● WHAT IS BEING ASKED
Reproduce the text from the passage on Australian immigration history below, between "With regard to the" and "in the 1980s.", inclusive.

---- GIVEN PASSAGE

One factor is national identity. When people think about the future, when people think, well what’s this country going to be like in 10 years and 50 years? What will it be like? Can we actually envisage useful coexistence with people who we deem to be very different from us? And the Australian colonials had a sense, which I don’t think people have got so strongly today, a sense that Australia was setting an example for the world. In what way? Well we were going to be like the leaders, the best, the best in terms of democracy, the best in terms of living standards for the working class. The best in terms of a classless society, a society which would not be divided by religious differences and class differences and differences in race.


So this notion of equality I think is very important in that regard. And the sense then that groups of people who they came to call, “races” could not actually be admitted into this mix because they would not be able to usefully coalesce and contribute. So this is the idea that becomes dominant and then a lot of time is spent on actually trying to define where the boundaries are drawn and the boundaries are constantly changing and shifting.


With regard to the Chinese, first the issue becomes one of restriction. So it’s not – the issue isn’t really, we don’t want any Chinese coming to Australia, the issue is one of limits. And there was a sense that Australia might be swamped, they were – I think this was pretty strong in the colonial mentality that here was this European outpost as they liked to think, so far away from Europe, on the edge of Asia and they like to talk about the “teeming hoards” and so on. So this sense that the whole of Australia could be swamped by just a small fraction of the Chinese population. So that the first issue then is one of how do we restrict it? How do we keep it in balance? And then they developed policies in the 1980s.


The next step becomes, one of total restriction, total exclusion. So there shall be not more – not one more Chinese person allowed into Australia as permanent settlers. Now that total restriction characterises Australian policy from 1900 roughly, until about 1965. Australians talk, particularly in the immigration department and government of the established immigration policy. And the established immigration policy was, no permanent settlement. Not for one person. Temporary entry for students and cooks and other occupations but not permanent settlement. And then the next step becomes, well okay, we’ve dealt with the so-called coloured peoples, now what about the Europeans? What about European stock? Is there better European stock that we should be seeking to allow into this country?


And are there elements of the European populations that we should be excluding? And so then for particularly in the inter-war period, they develop restrictions to control southern and eastern European immigrants and Jewish immigrants. It was the same issue, the same issue of whether they would contribute to this great democratic egalitarian ideal society that was being built in Australia.


In this period of the high point of racial thought within European cultures and Australia’s part of that European culture, the dominant idea is that what essentially determines the sort of person you are, is your racial stock, your genetic character determines what your capable of, your potential as a human being. And basically that if you don’t measure up, you can’t usefully be admitted. What’s your racial stock? Now the situation with the southern Europeans was that there was thinking that they actually represented some sort of poor variant of the European stock. Other people thought in terms of a mixture of black populations or African populations.


So for example, with regard to Italians, there was this notion that if you came from northern Italy you were okay but if you came from southern Italy you were suspect. And that’s a policy after the Second World War. It’s a policy in the 1950s. That they’re much more ready to give assisted passages to people in northern Europe, whereas they’re very suspicious about anyone from southern Europe.

--------
---- EXERCISE DATA

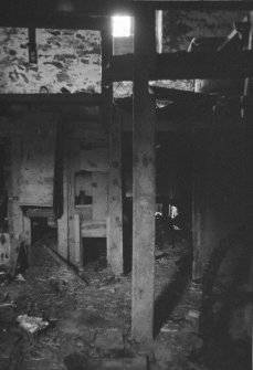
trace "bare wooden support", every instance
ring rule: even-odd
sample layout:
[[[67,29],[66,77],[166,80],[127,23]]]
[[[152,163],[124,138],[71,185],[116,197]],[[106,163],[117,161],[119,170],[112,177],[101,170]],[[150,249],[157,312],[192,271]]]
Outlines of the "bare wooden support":
[[[68,159],[66,146],[63,149],[63,214],[57,220],[57,253],[68,258]]]
[[[253,52],[177,52],[157,54],[157,67],[149,80],[244,78],[253,74]],[[115,55],[107,76],[112,81],[133,80],[134,56]]]
[[[113,112],[113,84],[105,67],[113,54],[112,24],[102,32],[102,120],[109,136],[107,261],[113,272],[123,273],[123,207],[122,207],[122,126]]]
[[[75,0],[72,1],[73,9],[70,10],[66,14],[64,11],[59,11],[55,8],[55,1],[52,0],[2,0],[1,1],[1,14],[0,14],[0,25],[6,25],[8,19],[8,25],[11,27],[24,27],[20,25],[19,19],[27,20],[27,22],[32,22],[33,17],[36,15],[36,19],[40,19],[40,22],[44,20],[44,23],[40,23],[41,27],[46,27],[52,21],[52,27],[55,22],[60,22],[61,18],[65,18],[65,21],[73,15],[84,17],[83,24],[84,27],[92,27],[93,22],[96,22],[96,19],[92,22],[86,20],[87,15],[113,15],[115,13],[119,14],[134,14],[136,9],[145,11],[149,10],[172,10],[172,9],[182,9],[182,10],[252,10],[252,1],[228,1],[228,0],[209,0],[209,1],[165,1],[165,0]],[[25,17],[27,15],[27,17]],[[45,20],[48,22],[45,23]],[[60,19],[60,20],[59,20]],[[65,22],[66,23],[66,22]],[[25,23],[27,24],[27,23]],[[67,23],[66,23],[67,24]],[[67,24],[67,28],[73,27],[75,21]],[[82,20],[80,20],[82,24]]]
[[[114,273],[123,273],[122,123],[116,112],[109,130],[108,250]]]
[[[148,42],[147,42],[148,40]],[[155,101],[148,93],[149,70],[156,51],[155,12],[135,18],[134,59],[134,230],[131,334],[150,341],[154,332],[155,250]]]
[[[80,233],[80,214],[74,214],[74,242],[75,242],[75,263],[81,264],[81,233]]]

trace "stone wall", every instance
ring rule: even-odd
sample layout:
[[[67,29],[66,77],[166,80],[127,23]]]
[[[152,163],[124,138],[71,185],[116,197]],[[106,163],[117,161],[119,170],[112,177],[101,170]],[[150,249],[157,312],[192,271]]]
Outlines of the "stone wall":
[[[101,92],[101,33],[36,30],[38,63],[29,63],[28,29],[0,29],[0,93]]]

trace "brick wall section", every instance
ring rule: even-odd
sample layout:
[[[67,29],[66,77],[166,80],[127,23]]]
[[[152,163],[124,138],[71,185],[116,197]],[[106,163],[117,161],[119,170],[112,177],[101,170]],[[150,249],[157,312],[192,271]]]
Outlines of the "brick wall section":
[[[28,43],[27,29],[0,29],[0,93],[101,92],[98,31],[38,29],[38,64],[29,63]]]

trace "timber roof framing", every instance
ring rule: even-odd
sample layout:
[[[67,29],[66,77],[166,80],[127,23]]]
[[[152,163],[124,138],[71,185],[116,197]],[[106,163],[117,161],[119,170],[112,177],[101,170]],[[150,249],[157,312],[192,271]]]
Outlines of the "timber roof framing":
[[[1,0],[0,27],[65,29],[103,28],[101,17],[135,15],[146,10],[253,10],[253,1],[72,0],[72,11],[59,11],[56,0]]]
[[[157,54],[150,80],[245,78],[253,76],[253,51],[177,52]],[[114,56],[107,70],[110,81],[133,80],[134,55]]]
[[[101,106],[102,94],[0,94],[0,104],[82,104]]]

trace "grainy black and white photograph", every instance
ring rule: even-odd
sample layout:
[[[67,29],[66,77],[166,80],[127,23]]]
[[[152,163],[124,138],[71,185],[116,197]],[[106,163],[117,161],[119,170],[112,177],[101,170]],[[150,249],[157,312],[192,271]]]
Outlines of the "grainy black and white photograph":
[[[0,370],[253,370],[253,0],[0,0]]]

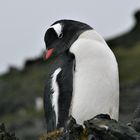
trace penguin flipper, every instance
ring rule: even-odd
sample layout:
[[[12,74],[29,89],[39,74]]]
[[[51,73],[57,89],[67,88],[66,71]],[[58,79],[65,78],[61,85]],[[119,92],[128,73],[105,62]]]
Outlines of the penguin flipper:
[[[73,92],[73,63],[73,61],[67,62],[57,77],[60,93],[58,99],[58,128],[64,127],[70,113]]]

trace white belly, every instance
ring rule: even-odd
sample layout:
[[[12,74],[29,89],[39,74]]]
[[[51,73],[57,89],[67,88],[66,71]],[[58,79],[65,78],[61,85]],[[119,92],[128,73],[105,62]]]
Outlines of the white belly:
[[[101,113],[118,120],[118,67],[110,48],[91,30],[84,32],[70,51],[76,59],[71,115],[78,123]]]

--------

● YOUR RESPONSE
With regard to the Chinese, first the issue becomes one of restriction. So it’s not – the issue isn’t really, we don’t want any Chinese coming to Australia, the issue is one of limits. And there was a sense that Australia might be swamped, they were – I think this was pretty strong in the colonial mentality that here was this European outpost as they liked to think, so far away from Europe, on the edge of Asia and they like to talk about the “teeming hoards” and so on. So this sense that the whole of Australia could be swamped by just a small fraction of the Chinese population. So that the first issue then is one of how do we restrict it? How do we keep it in balance? And then they developed policies in the 1980s.